__Supplied information__:

--- Start ---

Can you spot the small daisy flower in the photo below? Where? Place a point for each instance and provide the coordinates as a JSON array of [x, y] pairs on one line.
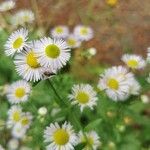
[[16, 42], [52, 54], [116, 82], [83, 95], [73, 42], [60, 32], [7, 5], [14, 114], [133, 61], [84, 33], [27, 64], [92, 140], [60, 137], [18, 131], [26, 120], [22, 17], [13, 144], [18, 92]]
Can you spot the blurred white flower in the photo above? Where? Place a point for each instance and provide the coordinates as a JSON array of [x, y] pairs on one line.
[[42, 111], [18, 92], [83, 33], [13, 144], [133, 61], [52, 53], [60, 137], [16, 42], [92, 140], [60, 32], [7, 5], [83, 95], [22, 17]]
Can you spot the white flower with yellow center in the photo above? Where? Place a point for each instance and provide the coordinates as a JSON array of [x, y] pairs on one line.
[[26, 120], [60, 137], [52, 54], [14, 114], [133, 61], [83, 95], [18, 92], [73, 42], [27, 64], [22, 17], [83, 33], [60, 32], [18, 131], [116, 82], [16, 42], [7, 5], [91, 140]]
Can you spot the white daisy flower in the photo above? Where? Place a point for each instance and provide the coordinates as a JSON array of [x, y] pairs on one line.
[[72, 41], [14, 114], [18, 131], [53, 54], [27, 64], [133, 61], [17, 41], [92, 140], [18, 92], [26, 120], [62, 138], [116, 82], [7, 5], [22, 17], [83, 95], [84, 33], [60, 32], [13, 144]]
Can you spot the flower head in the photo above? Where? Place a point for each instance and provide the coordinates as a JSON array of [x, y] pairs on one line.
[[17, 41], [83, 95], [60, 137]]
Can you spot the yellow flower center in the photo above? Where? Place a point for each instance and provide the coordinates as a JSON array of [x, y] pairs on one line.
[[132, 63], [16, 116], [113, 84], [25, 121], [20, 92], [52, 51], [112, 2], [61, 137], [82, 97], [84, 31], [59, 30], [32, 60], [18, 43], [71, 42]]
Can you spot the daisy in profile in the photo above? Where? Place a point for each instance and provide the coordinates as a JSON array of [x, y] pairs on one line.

--- End ---
--- Start ---

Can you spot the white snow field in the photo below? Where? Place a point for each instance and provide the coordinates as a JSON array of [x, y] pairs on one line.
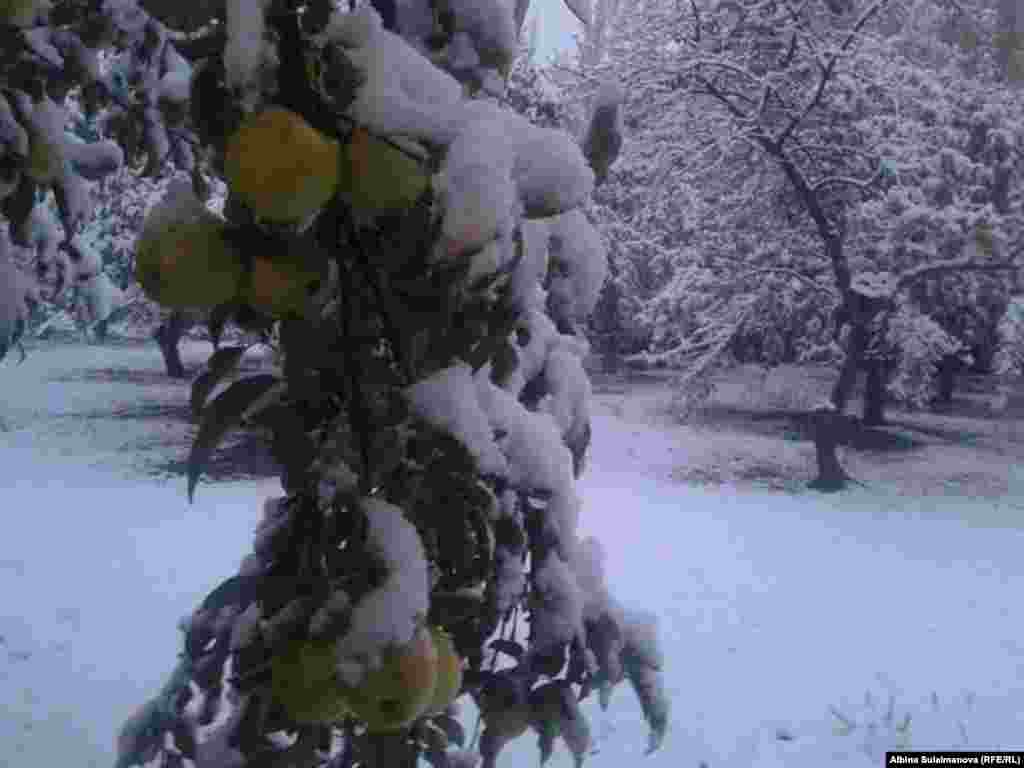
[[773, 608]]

--- End ---

__Requirement__: Please copy out the entries above, from the line with "Can you spot the flower" up to and including the line with "Can you spot the daisy", reproducing each line unchanged.

__Answer to the task__:
Can you spot the flower head in the photo above? Where? Place a point for each instance and provide the coordinates as a JSON array of [x, y] pairs on one line.
[[17, 41], [83, 95], [60, 137]]
Can you spot the yellow flower center in the photo above? Where? Place a point for each instance and provide the coordinates as a JSON array of [x, y] pairs on one line.
[[132, 63], [16, 116], [113, 84], [25, 121], [20, 92], [52, 51], [112, 2], [61, 137], [82, 97], [84, 31], [59, 30], [32, 60], [18, 43], [71, 42]]
Can you spot the daisy in profile in the photo above? Where? Place a point for each instance and provide the coordinates as a JSON array of [x, y] pairs on one line.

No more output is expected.